▸ STATED GOAL
In full and without deviation, write out the entries that follow.

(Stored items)
※

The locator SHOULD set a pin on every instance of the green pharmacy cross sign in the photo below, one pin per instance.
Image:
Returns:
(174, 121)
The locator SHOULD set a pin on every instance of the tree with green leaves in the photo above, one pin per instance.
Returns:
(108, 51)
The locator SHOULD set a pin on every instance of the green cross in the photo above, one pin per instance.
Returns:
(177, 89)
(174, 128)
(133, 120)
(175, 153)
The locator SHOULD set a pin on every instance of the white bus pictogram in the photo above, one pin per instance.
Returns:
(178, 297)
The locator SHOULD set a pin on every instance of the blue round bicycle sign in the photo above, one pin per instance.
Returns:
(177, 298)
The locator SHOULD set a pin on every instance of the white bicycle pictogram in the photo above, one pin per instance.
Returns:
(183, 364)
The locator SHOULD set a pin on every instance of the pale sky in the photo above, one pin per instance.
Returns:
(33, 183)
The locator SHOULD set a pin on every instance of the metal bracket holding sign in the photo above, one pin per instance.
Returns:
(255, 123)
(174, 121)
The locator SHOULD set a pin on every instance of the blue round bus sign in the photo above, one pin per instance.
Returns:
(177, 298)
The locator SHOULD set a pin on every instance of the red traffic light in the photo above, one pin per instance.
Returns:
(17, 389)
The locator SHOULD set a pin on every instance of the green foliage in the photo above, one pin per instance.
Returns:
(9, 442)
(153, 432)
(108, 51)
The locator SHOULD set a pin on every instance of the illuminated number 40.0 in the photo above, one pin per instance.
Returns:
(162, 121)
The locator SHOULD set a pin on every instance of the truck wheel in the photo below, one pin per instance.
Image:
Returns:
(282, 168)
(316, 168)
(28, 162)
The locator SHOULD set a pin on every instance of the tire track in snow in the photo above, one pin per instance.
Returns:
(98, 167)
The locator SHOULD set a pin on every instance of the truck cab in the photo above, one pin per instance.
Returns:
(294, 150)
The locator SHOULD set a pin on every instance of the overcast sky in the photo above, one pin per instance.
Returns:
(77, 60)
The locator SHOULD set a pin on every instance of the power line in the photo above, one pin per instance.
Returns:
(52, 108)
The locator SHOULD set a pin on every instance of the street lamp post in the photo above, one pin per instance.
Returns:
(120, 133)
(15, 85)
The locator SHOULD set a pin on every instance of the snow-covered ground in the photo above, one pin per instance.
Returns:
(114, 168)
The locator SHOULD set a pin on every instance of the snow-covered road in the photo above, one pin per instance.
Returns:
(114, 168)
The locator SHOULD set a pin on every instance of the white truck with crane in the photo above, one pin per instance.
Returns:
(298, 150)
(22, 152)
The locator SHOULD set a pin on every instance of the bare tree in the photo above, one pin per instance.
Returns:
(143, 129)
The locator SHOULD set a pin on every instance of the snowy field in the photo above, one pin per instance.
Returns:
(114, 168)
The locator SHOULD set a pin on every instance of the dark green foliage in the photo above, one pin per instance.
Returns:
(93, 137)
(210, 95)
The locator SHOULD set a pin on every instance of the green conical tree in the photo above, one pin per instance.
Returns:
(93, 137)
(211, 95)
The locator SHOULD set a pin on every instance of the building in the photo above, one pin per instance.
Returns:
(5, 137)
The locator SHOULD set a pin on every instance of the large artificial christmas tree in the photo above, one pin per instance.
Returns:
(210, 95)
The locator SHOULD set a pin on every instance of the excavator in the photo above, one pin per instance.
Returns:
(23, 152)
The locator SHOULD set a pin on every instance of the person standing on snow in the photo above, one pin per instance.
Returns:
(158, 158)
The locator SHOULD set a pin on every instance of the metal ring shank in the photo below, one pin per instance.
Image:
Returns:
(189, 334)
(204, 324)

※

▸ RIGHT ANSWER
The locator SHOULD set a pin on every instance of the green pharmacy cross sign in the photo below, one pin per instance.
Image:
Returns:
(174, 121)
The locator SHOULD set a pin on every instance of the tree with green leaves in the photo above, one pin per instance.
Returns:
(108, 51)
The locator SHOULD set a pin on every instance of the green cross in the photo above, one pin per instance.
Returns:
(177, 89)
(174, 128)
(133, 120)
(175, 153)
The locator SHOULD set a pin on every instance of the white bus pictogram in the photo above, one pin per instance.
Returns:
(178, 297)
The locator SHOULD set a pin on every instance of the blue round bicycle sign in the photo above, one pin per instance.
Returns:
(177, 298)
The locator SHOULD set a pin on every instance of the white bicycle pictogram in the photo above, one pin per instance.
Returns:
(183, 364)
The locator SHOULD set a pin on every instance of the pale sky in the photo above, one pin per instance.
Returns:
(33, 183)
The locator SHOULD set a pin on every instance of the metal bracket holding sign in the photo above, one pin per instance.
Returns:
(255, 123)
(174, 121)
The locator SHOULD set a pin on every instance of the blue round bus sign in the photo above, one pin per instance.
Returns:
(177, 298)
The locator SHOULD set a pin on every instance of the red traffic light in the photo above, one pin per instance.
Returns:
(17, 389)
The locator SHOULD set a pin on every instance of the green foliage in the photo above, one pin per instance.
Returns:
(9, 442)
(153, 432)
(108, 51)
The locator SHOULD set a pin on every instance of the illuminated number 40.0 in the photo above, one pin per instance.
Returns:
(162, 121)
The locator SHOULD set a pin on every instance of the truck wheel in the photo below, one pin per instance.
Image:
Returns:
(282, 168)
(316, 168)
(28, 162)
The locator SHOULD set a pin on every instance of the tire track in snow in the photo above, one pin per instance.
Returns:
(98, 167)
The locator SHOULD set a pin on every instance of the truck cab in the photo above, one pin per instance.
Returns:
(294, 150)
The locator SHOULD set a pin on every instance of the overcast sky in the photo above, one pin per instance.
Returns:
(77, 60)
The locator SHOULD set a pin on every instance of the power line in the photo above, one pin per instance.
Returns:
(52, 108)
The locator SHOULD set a pin on every instance of the street lamp post in the photo above, one pin per instance.
Returns:
(120, 133)
(15, 85)
The locator SHOULD set a pin on every instance of the snow-covered ground in the photo above, one pin per instance.
Returns:
(114, 168)
The locator SHOULD set a pin on every instance of the snow-covered road in the photo above, one pin per instance.
Returns:
(114, 168)
The locator SHOULD set a pin on every instance of the white truck with crane in the photo above, one pin per instance.
Returns:
(298, 150)
(22, 152)
The locator SHOULD set a pin on every instance of the bare tree in the photo above, one pin per instance.
Returns:
(143, 129)
The locator SHOULD set a pin on every instance of the snowy field in the photo above, one pin per instance.
Returns:
(114, 168)
The locator SHOULD set a pin on every instance of the dark green foliage in the photo above, one pin per instance.
Returns:
(93, 137)
(210, 95)
The locator SHOULD set a pin on every instance of the green conical tree in the photo above, one pin per instance.
Returns:
(93, 137)
(211, 95)
The locator SHOULD set a pin on every instance of the building in the photo above, one pin per instance.
Returns:
(5, 137)
The locator SHOULD set a pin on every instance of the large artificial christmas tree in the photo above, one pin per instance.
Returns:
(210, 95)
The locator SHOULD set a pin on every instance of the excavator in the photo above, one pin per instance.
Returns:
(23, 152)
The locator SHOULD set a pin on every instance of the person standing on snow in the photo above, one pin per instance.
Returns:
(158, 158)
The locator SHOULD set a pin on every instance of the metal ring shank in the photo below, one pin per instance.
Image:
Returns:
(189, 334)
(204, 324)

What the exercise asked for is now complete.